-- START Listing --

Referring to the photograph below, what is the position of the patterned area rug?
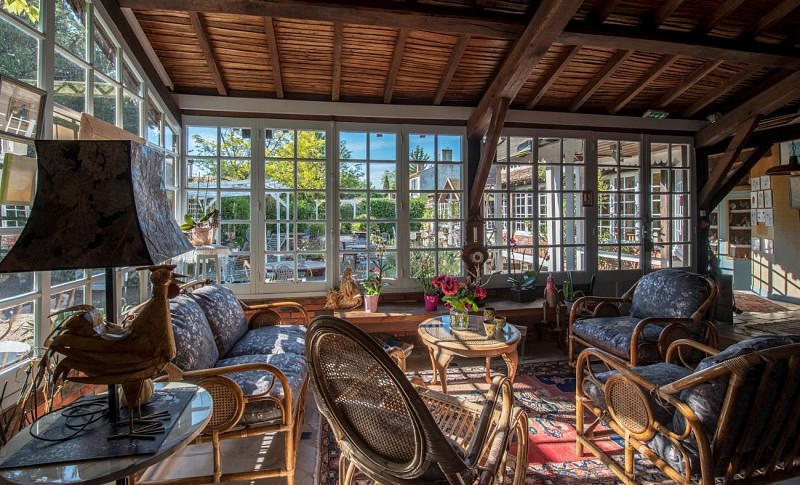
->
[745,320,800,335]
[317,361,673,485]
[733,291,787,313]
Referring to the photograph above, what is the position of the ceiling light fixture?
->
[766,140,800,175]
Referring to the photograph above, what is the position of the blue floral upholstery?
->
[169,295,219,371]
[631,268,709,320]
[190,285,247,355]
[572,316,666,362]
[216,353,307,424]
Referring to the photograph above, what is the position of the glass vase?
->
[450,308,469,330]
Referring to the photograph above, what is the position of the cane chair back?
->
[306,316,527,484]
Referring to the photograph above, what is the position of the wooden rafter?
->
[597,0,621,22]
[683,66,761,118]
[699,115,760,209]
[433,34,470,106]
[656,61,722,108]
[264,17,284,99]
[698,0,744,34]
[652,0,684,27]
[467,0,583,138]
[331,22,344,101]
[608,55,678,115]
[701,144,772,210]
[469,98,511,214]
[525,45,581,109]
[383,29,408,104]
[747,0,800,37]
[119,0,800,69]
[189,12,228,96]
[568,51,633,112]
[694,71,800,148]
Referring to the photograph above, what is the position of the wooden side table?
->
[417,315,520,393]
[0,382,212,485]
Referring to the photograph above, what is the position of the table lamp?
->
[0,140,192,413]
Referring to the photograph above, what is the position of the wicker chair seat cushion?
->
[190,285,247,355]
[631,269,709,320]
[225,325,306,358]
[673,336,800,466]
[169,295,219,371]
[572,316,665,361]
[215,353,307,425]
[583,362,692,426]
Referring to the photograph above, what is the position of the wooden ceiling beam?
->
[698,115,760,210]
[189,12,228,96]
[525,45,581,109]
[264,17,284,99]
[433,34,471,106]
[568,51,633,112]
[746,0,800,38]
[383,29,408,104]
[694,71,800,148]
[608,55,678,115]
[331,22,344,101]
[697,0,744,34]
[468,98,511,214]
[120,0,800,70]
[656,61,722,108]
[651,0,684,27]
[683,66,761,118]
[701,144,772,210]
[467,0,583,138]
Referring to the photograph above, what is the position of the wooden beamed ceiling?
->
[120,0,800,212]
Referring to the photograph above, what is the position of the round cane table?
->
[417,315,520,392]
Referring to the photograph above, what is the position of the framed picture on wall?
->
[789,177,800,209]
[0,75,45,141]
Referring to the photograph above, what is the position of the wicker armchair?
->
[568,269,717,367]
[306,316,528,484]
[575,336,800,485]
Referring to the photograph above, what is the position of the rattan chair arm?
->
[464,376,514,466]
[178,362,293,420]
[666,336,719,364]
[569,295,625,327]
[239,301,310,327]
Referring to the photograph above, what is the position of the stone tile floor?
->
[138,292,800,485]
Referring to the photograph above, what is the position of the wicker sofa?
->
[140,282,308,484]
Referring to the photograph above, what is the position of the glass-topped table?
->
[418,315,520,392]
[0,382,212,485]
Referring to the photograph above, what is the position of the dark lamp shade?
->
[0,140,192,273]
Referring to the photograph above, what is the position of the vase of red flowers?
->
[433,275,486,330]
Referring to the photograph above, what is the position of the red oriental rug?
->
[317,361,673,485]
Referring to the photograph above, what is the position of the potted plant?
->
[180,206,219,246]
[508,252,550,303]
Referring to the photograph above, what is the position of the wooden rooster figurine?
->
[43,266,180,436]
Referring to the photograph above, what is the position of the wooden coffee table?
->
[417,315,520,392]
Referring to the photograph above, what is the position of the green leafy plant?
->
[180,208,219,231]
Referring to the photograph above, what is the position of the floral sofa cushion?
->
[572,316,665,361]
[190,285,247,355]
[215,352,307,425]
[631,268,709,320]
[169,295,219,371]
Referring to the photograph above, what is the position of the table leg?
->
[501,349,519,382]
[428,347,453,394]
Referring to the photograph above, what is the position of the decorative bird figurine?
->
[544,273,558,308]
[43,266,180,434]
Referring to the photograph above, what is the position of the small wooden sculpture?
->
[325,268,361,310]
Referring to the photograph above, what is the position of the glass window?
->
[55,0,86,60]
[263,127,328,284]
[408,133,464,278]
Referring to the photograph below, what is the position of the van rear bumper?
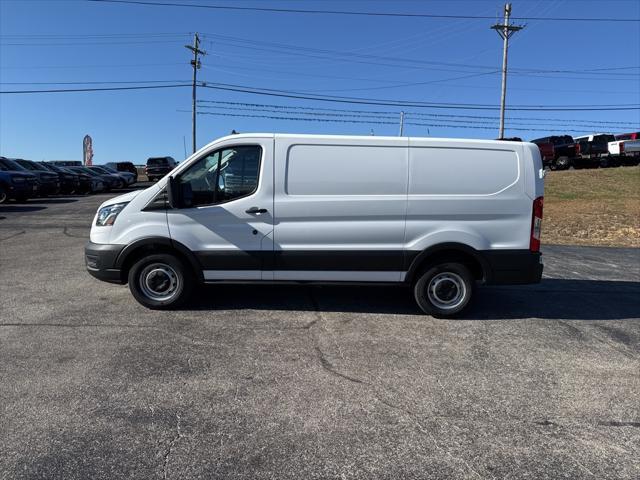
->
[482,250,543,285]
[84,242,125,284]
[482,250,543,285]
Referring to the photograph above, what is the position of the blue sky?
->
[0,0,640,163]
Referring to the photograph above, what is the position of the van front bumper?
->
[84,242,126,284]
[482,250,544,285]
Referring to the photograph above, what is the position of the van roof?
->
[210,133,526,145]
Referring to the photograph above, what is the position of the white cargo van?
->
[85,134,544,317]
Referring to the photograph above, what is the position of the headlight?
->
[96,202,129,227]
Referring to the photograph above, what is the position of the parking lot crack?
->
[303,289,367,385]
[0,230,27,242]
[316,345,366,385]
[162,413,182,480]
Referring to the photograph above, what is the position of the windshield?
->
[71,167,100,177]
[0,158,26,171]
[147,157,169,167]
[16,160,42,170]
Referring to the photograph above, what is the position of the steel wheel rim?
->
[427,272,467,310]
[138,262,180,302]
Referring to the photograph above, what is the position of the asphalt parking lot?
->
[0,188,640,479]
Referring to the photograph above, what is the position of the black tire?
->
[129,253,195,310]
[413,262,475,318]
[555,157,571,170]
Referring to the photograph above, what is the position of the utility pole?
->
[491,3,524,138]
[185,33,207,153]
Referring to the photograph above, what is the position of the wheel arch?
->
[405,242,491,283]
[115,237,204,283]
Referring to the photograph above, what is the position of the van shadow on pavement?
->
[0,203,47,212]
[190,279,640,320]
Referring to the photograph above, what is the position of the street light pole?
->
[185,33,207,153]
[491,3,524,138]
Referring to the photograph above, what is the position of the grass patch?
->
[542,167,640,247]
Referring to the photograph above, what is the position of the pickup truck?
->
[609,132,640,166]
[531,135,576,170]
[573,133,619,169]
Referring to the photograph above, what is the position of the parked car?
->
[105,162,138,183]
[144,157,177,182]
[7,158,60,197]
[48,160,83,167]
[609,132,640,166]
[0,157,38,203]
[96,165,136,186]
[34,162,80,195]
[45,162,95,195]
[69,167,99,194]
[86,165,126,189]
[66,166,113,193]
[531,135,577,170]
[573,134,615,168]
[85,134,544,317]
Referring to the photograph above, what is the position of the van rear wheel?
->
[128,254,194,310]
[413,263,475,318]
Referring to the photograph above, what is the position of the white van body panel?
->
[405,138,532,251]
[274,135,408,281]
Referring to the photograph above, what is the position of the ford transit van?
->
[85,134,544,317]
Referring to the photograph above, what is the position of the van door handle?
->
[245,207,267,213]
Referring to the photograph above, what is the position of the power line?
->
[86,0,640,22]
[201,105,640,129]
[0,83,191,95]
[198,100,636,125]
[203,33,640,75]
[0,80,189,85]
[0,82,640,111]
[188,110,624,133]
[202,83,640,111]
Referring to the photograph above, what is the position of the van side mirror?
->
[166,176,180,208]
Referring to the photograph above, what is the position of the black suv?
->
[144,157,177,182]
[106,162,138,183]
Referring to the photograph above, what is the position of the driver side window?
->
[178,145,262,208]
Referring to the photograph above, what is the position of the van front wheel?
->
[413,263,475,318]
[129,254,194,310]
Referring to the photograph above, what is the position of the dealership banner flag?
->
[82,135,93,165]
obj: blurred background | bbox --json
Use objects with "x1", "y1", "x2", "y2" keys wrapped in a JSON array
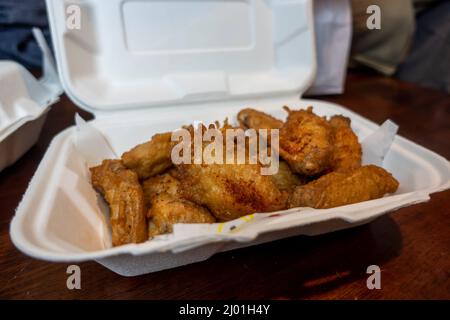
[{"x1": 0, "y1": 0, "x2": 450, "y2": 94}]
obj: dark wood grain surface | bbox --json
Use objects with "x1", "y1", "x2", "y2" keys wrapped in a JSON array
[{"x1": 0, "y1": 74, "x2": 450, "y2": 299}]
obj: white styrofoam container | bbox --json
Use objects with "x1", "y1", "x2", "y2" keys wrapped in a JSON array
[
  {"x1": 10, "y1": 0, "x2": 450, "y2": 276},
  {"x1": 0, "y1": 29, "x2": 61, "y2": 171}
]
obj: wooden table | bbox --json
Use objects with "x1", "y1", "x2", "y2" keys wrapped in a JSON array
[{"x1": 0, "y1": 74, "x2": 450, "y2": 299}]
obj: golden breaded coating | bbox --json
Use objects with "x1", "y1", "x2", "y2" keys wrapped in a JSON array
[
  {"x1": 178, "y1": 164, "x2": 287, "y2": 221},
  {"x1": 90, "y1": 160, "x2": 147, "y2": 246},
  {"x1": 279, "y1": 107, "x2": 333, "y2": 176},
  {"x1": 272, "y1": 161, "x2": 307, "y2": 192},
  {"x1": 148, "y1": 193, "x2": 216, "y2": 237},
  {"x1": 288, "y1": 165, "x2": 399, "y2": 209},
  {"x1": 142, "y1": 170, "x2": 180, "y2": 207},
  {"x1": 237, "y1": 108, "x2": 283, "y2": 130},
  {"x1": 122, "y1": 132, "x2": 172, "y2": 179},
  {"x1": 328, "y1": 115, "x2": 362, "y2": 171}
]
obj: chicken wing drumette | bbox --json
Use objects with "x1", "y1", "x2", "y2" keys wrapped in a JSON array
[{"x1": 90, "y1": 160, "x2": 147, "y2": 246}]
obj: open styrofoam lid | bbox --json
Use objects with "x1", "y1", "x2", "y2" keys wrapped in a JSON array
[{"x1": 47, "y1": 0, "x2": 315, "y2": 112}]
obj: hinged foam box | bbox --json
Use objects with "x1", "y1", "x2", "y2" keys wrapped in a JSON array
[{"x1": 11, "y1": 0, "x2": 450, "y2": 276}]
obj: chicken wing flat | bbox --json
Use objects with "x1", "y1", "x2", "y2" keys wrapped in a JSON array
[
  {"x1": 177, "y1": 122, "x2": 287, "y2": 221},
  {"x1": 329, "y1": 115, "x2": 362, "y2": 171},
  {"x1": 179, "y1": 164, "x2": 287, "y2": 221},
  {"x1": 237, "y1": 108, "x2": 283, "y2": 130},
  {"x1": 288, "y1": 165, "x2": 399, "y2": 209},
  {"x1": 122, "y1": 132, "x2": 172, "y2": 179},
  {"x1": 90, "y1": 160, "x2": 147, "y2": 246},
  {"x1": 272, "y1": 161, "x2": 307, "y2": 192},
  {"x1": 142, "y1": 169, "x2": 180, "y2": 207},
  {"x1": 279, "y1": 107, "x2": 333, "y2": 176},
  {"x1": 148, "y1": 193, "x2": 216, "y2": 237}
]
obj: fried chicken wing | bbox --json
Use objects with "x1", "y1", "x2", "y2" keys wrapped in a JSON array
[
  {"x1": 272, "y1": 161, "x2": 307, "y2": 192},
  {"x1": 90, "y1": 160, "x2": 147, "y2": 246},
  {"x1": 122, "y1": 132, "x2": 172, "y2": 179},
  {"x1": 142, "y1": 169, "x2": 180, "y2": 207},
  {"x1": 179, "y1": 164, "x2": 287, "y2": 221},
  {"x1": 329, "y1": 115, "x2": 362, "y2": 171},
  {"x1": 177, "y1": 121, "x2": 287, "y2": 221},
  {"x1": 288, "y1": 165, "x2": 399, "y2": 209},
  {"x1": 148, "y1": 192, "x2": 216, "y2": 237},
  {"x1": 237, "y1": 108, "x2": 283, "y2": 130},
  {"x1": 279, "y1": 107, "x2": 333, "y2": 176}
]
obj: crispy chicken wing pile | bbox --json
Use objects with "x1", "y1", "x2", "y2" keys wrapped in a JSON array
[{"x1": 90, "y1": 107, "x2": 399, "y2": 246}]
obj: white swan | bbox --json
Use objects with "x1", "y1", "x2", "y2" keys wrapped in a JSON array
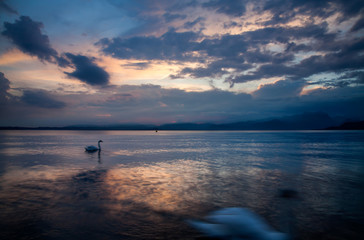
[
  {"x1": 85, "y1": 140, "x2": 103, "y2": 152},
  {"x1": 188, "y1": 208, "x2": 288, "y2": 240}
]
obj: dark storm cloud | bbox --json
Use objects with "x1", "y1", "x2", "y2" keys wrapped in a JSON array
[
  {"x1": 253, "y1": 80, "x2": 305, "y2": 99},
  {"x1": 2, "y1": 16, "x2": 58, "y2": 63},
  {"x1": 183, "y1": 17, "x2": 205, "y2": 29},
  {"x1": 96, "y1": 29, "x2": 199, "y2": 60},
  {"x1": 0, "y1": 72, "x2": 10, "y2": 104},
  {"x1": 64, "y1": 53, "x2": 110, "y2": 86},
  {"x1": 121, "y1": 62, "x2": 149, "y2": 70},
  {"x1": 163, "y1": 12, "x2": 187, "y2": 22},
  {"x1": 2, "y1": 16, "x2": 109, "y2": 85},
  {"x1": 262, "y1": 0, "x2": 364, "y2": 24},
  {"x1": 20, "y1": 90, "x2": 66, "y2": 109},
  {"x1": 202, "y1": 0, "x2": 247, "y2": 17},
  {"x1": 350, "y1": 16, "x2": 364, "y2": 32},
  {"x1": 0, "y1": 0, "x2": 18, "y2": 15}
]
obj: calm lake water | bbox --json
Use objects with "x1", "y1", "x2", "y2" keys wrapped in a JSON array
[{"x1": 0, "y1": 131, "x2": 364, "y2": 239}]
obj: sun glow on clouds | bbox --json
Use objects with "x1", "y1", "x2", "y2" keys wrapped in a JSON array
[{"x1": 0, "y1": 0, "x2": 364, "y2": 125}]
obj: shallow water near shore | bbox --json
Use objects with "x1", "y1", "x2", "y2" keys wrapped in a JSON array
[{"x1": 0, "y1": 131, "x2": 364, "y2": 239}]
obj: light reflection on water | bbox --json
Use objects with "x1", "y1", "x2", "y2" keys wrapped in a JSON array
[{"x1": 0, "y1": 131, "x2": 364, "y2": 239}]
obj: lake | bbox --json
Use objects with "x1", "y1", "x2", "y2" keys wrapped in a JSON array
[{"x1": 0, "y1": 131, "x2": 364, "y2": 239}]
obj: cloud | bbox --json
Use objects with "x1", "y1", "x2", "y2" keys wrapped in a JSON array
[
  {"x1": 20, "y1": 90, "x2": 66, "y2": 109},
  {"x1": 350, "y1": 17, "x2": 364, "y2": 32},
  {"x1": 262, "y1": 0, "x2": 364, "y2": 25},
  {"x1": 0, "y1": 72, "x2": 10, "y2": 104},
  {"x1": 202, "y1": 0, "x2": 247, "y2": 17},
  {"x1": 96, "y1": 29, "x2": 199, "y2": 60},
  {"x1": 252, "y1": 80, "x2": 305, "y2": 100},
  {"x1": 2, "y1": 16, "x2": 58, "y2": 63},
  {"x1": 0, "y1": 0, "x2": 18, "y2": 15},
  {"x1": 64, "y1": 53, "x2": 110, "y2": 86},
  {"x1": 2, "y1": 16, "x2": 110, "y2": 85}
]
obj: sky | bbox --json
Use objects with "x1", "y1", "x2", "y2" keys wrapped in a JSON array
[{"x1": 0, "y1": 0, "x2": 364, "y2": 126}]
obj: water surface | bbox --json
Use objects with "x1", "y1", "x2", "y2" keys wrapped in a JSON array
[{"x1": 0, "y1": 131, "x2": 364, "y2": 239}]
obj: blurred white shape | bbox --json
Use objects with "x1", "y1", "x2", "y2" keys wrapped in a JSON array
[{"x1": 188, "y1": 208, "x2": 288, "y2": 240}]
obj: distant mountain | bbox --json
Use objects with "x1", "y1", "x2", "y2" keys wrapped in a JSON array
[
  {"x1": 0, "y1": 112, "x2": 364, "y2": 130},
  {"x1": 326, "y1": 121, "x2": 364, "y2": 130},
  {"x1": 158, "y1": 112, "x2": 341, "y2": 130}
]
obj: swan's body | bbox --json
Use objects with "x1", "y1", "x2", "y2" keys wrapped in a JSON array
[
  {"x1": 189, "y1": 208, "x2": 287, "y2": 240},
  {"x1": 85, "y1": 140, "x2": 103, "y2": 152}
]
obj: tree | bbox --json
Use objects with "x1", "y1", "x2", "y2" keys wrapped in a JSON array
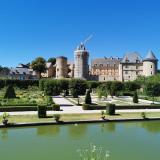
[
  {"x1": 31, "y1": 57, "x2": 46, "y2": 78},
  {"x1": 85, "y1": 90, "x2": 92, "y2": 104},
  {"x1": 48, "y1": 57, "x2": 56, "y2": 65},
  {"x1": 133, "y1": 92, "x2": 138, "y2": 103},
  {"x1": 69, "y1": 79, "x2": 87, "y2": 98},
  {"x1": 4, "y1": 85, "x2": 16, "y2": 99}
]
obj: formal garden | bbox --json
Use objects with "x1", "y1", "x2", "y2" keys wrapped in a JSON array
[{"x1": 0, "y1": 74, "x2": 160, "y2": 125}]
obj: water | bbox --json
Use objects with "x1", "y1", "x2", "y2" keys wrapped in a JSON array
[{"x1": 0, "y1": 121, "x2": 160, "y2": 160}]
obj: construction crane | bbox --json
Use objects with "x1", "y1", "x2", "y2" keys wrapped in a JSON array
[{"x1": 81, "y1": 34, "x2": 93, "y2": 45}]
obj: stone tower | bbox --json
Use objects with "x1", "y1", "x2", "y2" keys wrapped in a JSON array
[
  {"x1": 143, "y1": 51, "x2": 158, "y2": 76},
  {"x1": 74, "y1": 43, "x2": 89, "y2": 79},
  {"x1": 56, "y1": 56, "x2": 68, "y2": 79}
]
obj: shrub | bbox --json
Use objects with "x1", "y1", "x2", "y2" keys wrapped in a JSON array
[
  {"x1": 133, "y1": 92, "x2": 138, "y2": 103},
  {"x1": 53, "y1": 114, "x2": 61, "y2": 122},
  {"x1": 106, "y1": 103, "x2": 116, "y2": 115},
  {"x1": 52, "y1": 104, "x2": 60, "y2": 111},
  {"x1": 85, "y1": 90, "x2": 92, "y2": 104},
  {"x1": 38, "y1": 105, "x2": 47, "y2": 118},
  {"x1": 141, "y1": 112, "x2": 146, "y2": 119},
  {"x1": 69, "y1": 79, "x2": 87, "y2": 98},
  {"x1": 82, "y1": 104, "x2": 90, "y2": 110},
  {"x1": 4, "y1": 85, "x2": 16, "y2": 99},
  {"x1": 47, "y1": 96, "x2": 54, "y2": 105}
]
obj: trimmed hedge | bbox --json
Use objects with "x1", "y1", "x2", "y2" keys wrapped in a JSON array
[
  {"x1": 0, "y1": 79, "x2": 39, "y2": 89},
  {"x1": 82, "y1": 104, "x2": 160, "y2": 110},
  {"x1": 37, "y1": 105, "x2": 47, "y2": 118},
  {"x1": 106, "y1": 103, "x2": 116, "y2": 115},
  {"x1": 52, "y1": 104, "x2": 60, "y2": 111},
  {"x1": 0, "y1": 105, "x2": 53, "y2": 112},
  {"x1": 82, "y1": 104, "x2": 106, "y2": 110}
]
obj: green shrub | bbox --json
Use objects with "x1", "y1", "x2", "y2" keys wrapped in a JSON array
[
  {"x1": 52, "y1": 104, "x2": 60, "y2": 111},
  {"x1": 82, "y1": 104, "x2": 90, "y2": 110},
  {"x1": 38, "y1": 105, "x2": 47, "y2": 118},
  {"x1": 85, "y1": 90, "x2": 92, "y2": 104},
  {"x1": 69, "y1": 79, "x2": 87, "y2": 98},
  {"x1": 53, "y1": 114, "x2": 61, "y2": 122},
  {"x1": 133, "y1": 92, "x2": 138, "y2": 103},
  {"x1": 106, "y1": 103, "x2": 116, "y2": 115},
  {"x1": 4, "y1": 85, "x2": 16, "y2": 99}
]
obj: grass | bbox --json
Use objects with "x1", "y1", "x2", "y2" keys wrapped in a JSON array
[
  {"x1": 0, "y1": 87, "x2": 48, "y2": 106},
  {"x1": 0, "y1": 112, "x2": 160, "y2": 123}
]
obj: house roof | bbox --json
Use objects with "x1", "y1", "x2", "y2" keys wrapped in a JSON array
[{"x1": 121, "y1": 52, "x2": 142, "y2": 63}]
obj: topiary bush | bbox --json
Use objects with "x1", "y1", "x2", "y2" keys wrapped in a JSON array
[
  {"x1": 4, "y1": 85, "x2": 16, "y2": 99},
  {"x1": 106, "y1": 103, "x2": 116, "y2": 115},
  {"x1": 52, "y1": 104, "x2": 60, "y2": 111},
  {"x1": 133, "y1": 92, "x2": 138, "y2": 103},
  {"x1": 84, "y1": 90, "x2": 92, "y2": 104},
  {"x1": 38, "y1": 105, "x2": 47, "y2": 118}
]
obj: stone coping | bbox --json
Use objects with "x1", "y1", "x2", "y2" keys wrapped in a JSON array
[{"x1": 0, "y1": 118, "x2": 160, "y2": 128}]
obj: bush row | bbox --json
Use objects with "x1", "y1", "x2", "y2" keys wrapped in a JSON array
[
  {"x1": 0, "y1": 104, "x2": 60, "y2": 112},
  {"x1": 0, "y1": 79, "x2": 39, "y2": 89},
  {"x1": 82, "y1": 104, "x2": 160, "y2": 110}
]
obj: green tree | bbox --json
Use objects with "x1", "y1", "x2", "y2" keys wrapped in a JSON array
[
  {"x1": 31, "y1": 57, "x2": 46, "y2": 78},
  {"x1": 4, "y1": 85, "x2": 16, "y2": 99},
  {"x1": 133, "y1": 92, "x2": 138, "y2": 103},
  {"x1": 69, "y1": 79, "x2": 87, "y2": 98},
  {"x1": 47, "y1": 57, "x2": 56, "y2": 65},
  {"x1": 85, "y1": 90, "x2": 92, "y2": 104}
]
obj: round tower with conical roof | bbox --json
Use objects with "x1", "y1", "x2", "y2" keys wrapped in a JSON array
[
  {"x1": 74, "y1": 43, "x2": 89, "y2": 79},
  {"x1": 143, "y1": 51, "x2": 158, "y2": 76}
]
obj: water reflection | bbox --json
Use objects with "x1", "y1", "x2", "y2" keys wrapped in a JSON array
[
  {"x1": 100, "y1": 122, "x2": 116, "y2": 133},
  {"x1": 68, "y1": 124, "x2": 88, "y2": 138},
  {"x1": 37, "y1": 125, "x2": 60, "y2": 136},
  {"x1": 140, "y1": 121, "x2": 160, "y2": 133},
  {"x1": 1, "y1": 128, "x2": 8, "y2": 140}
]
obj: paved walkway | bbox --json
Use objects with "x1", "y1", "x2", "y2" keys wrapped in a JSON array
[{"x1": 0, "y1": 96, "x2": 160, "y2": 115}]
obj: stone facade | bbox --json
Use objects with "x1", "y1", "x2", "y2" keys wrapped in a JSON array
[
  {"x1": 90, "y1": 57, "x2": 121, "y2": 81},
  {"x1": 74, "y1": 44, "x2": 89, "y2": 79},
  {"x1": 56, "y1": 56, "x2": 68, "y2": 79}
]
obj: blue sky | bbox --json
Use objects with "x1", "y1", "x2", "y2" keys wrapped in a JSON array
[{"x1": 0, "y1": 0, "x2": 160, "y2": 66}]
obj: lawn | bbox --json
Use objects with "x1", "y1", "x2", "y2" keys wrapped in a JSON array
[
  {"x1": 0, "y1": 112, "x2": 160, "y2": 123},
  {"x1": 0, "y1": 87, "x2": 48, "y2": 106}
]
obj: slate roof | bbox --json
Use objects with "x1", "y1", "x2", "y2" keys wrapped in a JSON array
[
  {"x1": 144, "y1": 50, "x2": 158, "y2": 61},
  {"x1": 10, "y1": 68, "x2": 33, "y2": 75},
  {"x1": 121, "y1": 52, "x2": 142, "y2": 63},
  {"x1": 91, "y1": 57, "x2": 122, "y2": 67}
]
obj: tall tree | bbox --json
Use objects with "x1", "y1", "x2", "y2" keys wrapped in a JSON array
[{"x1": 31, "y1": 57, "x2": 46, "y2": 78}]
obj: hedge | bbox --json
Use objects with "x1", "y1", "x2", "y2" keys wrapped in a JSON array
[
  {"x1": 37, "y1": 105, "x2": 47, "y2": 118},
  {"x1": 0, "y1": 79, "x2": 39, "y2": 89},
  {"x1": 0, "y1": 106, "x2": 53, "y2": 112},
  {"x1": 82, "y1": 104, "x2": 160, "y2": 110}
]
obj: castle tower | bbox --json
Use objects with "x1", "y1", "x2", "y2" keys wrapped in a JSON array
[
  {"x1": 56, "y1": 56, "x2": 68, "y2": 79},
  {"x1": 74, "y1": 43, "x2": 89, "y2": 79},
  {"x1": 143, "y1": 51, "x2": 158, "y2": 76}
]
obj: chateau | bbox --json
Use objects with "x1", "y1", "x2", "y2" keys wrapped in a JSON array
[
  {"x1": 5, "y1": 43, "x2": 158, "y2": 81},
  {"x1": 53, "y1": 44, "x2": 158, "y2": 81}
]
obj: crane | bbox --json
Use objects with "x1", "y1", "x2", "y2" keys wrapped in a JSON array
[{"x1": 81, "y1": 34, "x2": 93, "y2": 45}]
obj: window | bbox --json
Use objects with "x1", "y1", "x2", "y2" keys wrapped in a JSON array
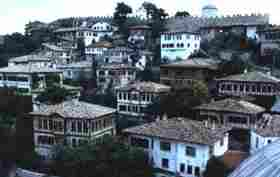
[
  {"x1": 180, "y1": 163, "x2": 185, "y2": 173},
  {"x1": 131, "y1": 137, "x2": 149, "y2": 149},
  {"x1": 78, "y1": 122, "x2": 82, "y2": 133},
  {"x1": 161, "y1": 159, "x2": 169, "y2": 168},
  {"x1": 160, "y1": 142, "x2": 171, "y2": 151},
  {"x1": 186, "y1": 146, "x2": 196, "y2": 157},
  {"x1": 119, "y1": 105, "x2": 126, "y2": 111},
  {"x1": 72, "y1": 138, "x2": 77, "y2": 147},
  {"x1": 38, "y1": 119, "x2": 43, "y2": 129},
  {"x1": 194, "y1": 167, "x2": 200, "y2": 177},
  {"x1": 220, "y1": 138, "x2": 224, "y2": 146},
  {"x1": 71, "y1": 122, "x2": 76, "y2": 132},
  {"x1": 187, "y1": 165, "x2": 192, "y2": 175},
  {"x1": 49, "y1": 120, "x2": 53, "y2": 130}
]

-- END Listing --

#### [Written instruction]
From the listing, reproduce verbatim every line between the line containing "decorative bird figurine?" and the line containing "[408,133,464,278]", both of those lines included.

#### [Result for this task]
Referring to the photograph above, what is the position of the decorative bird figurine?
->
[544,273,558,308]
[43,266,180,434]
Referring to the photograph above, what is the position of the small wooden sculpture?
->
[325,268,361,310]
Referring to the photograph above, what is the position of the glass window?
->
[55,0,86,60]
[263,127,328,284]
[408,133,464,278]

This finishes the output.